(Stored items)
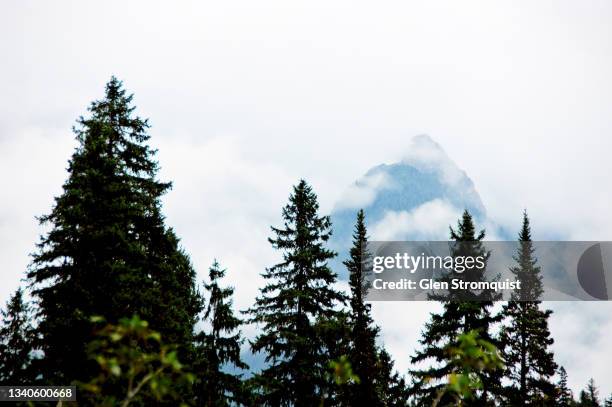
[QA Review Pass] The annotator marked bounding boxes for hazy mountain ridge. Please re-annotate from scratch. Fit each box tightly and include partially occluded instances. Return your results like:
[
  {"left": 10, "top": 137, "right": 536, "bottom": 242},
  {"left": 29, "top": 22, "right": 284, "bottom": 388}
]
[{"left": 330, "top": 135, "right": 512, "bottom": 279}]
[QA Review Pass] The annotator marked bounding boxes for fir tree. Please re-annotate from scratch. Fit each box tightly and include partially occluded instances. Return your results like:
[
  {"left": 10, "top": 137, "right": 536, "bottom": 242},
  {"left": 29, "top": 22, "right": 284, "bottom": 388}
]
[
  {"left": 196, "top": 260, "right": 248, "bottom": 407},
  {"left": 28, "top": 77, "right": 199, "bottom": 385},
  {"left": 0, "top": 289, "right": 34, "bottom": 386},
  {"left": 376, "top": 349, "right": 409, "bottom": 407},
  {"left": 344, "top": 210, "right": 383, "bottom": 407},
  {"left": 500, "top": 212, "right": 557, "bottom": 406},
  {"left": 247, "top": 180, "right": 344, "bottom": 407},
  {"left": 578, "top": 378, "right": 601, "bottom": 407},
  {"left": 557, "top": 366, "right": 574, "bottom": 407},
  {"left": 411, "top": 210, "right": 500, "bottom": 406}
]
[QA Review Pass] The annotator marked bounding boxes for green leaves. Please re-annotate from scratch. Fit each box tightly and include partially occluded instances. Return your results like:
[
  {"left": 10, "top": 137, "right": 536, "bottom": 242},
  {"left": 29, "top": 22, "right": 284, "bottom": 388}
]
[
  {"left": 433, "top": 330, "right": 504, "bottom": 407},
  {"left": 80, "top": 315, "right": 194, "bottom": 406}
]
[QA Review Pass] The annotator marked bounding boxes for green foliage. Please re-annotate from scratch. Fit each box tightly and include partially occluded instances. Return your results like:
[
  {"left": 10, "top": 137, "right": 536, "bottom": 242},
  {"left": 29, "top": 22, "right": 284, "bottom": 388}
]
[
  {"left": 247, "top": 180, "right": 344, "bottom": 407},
  {"left": 411, "top": 211, "right": 502, "bottom": 406},
  {"left": 80, "top": 316, "right": 194, "bottom": 407},
  {"left": 344, "top": 210, "right": 382, "bottom": 407},
  {"left": 500, "top": 212, "right": 557, "bottom": 406},
  {"left": 28, "top": 77, "right": 199, "bottom": 385},
  {"left": 194, "top": 260, "right": 248, "bottom": 407},
  {"left": 0, "top": 289, "right": 35, "bottom": 385},
  {"left": 329, "top": 355, "right": 361, "bottom": 386},
  {"left": 372, "top": 349, "right": 409, "bottom": 407},
  {"left": 557, "top": 366, "right": 574, "bottom": 407},
  {"left": 433, "top": 331, "right": 504, "bottom": 407},
  {"left": 576, "top": 379, "right": 601, "bottom": 407}
]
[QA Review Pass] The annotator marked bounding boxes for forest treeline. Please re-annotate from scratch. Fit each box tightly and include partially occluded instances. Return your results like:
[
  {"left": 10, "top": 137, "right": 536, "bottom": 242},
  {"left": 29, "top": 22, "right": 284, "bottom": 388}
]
[{"left": 0, "top": 77, "right": 612, "bottom": 407}]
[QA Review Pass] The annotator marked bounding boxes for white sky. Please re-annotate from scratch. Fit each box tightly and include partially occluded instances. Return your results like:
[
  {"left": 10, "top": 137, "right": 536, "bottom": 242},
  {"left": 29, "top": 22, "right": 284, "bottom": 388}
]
[{"left": 0, "top": 0, "right": 612, "bottom": 400}]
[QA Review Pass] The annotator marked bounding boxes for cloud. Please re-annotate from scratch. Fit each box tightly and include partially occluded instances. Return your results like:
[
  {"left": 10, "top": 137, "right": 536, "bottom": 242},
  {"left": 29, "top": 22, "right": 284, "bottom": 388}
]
[
  {"left": 370, "top": 199, "right": 461, "bottom": 240},
  {"left": 334, "top": 170, "right": 393, "bottom": 211},
  {"left": 0, "top": 0, "right": 612, "bottom": 393}
]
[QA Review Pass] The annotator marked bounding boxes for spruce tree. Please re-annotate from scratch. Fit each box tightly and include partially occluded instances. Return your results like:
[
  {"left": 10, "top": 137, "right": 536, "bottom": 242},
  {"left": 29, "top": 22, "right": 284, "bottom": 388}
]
[
  {"left": 500, "top": 212, "right": 557, "bottom": 406},
  {"left": 411, "top": 210, "right": 500, "bottom": 406},
  {"left": 578, "top": 378, "right": 601, "bottom": 407},
  {"left": 376, "top": 349, "right": 409, "bottom": 407},
  {"left": 0, "top": 289, "right": 34, "bottom": 386},
  {"left": 557, "top": 366, "right": 574, "bottom": 407},
  {"left": 344, "top": 210, "right": 383, "bottom": 407},
  {"left": 195, "top": 260, "right": 248, "bottom": 407},
  {"left": 247, "top": 180, "right": 344, "bottom": 407},
  {"left": 28, "top": 77, "right": 199, "bottom": 385}
]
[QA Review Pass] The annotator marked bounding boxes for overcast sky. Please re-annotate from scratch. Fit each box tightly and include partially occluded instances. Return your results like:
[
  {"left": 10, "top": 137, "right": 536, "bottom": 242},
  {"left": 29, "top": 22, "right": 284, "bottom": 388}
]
[{"left": 0, "top": 0, "right": 612, "bottom": 393}]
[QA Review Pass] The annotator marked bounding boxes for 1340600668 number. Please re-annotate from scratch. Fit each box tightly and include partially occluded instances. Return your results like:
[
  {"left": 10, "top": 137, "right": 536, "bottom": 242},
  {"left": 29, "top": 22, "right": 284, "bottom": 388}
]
[{"left": 0, "top": 386, "right": 76, "bottom": 402}]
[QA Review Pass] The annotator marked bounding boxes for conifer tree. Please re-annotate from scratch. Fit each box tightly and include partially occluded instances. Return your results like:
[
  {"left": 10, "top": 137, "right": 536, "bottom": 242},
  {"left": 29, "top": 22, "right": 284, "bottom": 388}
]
[
  {"left": 195, "top": 260, "right": 248, "bottom": 407},
  {"left": 376, "top": 349, "right": 409, "bottom": 407},
  {"left": 500, "top": 212, "right": 557, "bottom": 406},
  {"left": 0, "top": 289, "right": 34, "bottom": 386},
  {"left": 578, "top": 378, "right": 601, "bottom": 407},
  {"left": 557, "top": 366, "right": 574, "bottom": 407},
  {"left": 28, "top": 77, "right": 199, "bottom": 385},
  {"left": 411, "top": 210, "right": 500, "bottom": 406},
  {"left": 344, "top": 210, "right": 382, "bottom": 407},
  {"left": 247, "top": 180, "right": 344, "bottom": 407}
]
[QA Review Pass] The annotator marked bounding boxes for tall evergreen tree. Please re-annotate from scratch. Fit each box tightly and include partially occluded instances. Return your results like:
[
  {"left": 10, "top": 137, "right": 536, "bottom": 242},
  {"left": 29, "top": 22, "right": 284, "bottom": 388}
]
[
  {"left": 247, "top": 180, "right": 345, "bottom": 407},
  {"left": 195, "top": 260, "right": 248, "bottom": 407},
  {"left": 578, "top": 378, "right": 601, "bottom": 407},
  {"left": 0, "top": 289, "right": 34, "bottom": 385},
  {"left": 500, "top": 212, "right": 557, "bottom": 406},
  {"left": 344, "top": 210, "right": 382, "bottom": 407},
  {"left": 557, "top": 366, "right": 574, "bottom": 407},
  {"left": 376, "top": 349, "right": 409, "bottom": 407},
  {"left": 411, "top": 210, "right": 500, "bottom": 406},
  {"left": 28, "top": 77, "right": 199, "bottom": 385}
]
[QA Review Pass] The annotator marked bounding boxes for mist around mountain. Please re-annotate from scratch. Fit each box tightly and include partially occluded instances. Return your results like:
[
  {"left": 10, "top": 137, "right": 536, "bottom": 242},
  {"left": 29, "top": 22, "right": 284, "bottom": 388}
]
[{"left": 331, "top": 135, "right": 512, "bottom": 279}]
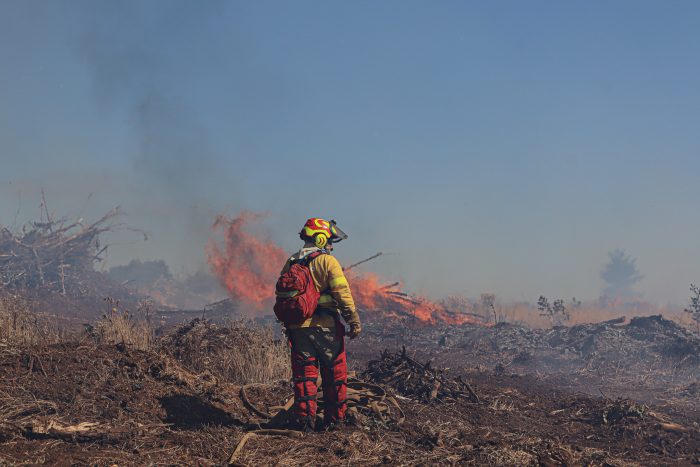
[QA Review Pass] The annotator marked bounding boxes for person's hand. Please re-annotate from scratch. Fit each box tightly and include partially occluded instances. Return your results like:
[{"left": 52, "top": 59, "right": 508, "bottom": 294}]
[{"left": 348, "top": 323, "right": 362, "bottom": 339}]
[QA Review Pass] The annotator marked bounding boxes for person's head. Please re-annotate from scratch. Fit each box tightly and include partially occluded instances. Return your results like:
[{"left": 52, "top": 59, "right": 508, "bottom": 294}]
[{"left": 299, "top": 217, "right": 348, "bottom": 250}]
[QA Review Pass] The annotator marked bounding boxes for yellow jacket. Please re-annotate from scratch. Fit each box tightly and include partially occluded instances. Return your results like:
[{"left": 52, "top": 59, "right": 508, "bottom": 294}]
[{"left": 282, "top": 247, "right": 360, "bottom": 329}]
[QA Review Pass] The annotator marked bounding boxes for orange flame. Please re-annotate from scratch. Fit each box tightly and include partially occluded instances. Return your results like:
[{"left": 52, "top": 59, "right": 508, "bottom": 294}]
[
  {"left": 207, "top": 211, "right": 287, "bottom": 308},
  {"left": 207, "top": 211, "right": 479, "bottom": 324}
]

→ **The request**:
Reproduce verbatim the part of the data that opens with the line containing "[QA Review Pass] The annotator marked bounding boxes for yellow" and continues through the end of the data.

→ **Final result**:
[QA Review Pass] The annotator marked bounding boxes for yellow jacket. Please re-annotate from scratch. Fit each box tightly and include partially occluded instances. Return your results like:
[{"left": 52, "top": 59, "right": 508, "bottom": 294}]
[{"left": 282, "top": 247, "right": 360, "bottom": 329}]
[QA Review Pass] The annotator marked bounding boxes for orange flame. Please re-annotate from scratch. Fit each box tightly and include partially occluded instances. Return your results like:
[{"left": 52, "top": 59, "right": 508, "bottom": 294}]
[
  {"left": 207, "top": 211, "right": 287, "bottom": 308},
  {"left": 207, "top": 211, "right": 479, "bottom": 324}
]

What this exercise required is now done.